Rewrite all of the data below as a numbered list, one line per item, omitting blank lines. Leave the pictures out of your answer.
— START —
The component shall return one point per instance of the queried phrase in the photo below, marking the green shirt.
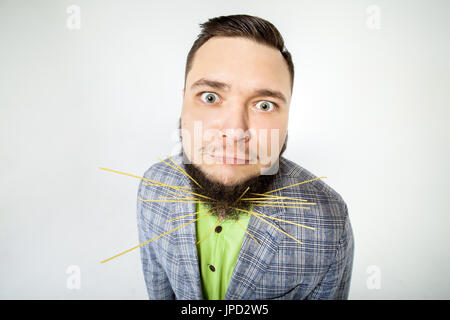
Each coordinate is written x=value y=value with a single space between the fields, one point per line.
x=218 y=251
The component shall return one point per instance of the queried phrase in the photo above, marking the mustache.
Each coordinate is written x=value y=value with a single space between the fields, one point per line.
x=222 y=149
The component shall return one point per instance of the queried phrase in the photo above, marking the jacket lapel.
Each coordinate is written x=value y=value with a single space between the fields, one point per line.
x=188 y=250
x=254 y=258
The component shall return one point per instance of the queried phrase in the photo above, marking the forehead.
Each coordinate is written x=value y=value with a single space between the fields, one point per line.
x=243 y=63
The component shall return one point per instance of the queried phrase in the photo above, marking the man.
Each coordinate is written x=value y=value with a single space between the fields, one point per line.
x=230 y=217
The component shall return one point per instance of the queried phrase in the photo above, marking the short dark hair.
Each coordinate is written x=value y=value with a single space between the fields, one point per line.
— END —
• **Exercise output**
1. The component shall return one point per instance of the queried phrase in the photo below, marking the green shirt.
2. Each coordinate is written x=value y=value with a single space between the fields, one point per line.
3. x=218 y=251
4. The component shall return one point per instance of the queried phrase in the photo above, marking the mustache.
5. Each coordinate is written x=value y=value with a single space between the fields, one point per line.
6. x=222 y=149
7. The component shall return one point per instance of the queried phrase in the photo above, marking the jacket lapel.
8. Each coordinate is written x=value y=value with a single space between the fields, one point per line.
9. x=188 y=250
10. x=254 y=258
11. The component shall return one point per instance of the queried phrase in the photo above, marking the forehead.
12. Each coordinate is written x=value y=value with a single space between the fields, one point per line.
13. x=243 y=63
14. The component shall return one point per instance of the queried phrase in the photo above, marking the man.
15. Each coordinate is written x=value y=value with a single space between the fields, one point per line.
16. x=230 y=217
17. The component shall return one point per instance of the queried phrase in the photo above, marking the short dark hair.
18. Each coordinate is written x=value y=value with a single space between the fields, one point per line.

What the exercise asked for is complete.